INSTRUCTIONS FOR THE TASK:
Transcribe verbatim every line from the line containing "Guideline: one keypoint for each instance of the warehouse" to the end of the entries, including both endpoints. Output nothing beyond those lines.

---

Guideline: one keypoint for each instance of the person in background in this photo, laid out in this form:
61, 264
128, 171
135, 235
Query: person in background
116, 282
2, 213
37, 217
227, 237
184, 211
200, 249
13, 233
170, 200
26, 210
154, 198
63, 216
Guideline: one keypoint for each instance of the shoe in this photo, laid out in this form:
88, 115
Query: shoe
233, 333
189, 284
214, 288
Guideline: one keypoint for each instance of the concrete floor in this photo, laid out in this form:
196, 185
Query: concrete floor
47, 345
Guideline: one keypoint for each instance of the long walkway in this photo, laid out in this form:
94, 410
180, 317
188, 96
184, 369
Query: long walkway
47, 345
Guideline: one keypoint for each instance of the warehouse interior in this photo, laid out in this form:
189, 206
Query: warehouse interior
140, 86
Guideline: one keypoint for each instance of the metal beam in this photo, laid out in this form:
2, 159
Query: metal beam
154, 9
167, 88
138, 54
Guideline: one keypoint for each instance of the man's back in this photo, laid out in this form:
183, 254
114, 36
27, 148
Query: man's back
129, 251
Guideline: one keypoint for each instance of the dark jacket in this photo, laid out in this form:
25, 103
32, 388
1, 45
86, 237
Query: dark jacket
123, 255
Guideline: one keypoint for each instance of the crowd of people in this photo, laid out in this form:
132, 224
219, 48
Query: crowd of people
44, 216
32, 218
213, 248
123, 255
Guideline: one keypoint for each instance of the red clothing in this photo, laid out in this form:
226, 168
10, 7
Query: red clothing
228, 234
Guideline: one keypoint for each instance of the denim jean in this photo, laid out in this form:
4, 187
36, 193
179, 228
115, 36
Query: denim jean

---

RESPONSE TO THE EXERCISE:
Guideline: one keypoint for each instance of the warehouse interior in this photo, laid out in this form:
189, 206
Query: warehouse interior
140, 86
Guideline: one keypoint for each instance of the metal beam in this photo, laid out in this form:
2, 159
Query: metal beam
154, 9
167, 88
138, 54
Guideline: one keypoint for each instance of the man's back in this photo, laid out in this form:
183, 254
114, 36
27, 148
Query: man's back
129, 251
Guideline: one keypoint for each instance of the dark jacket in this photo, laid out in this form:
25, 103
32, 388
1, 45
86, 237
Query: dark jacket
123, 255
Guideline: one keypoint for each instance of the crowd of people in this photo, laid out in this form:
132, 224
219, 48
Query: crowd of people
44, 216
32, 218
213, 248
123, 255
Guideline: one keypoint for each instance of the red clothing in this photo, laid out in this form:
226, 168
10, 7
Query: red clothing
228, 234
Guideline: one keypoint for each instance of the denim jean in this photo, laid out in this form:
4, 187
36, 193
179, 228
115, 36
Query: denim jean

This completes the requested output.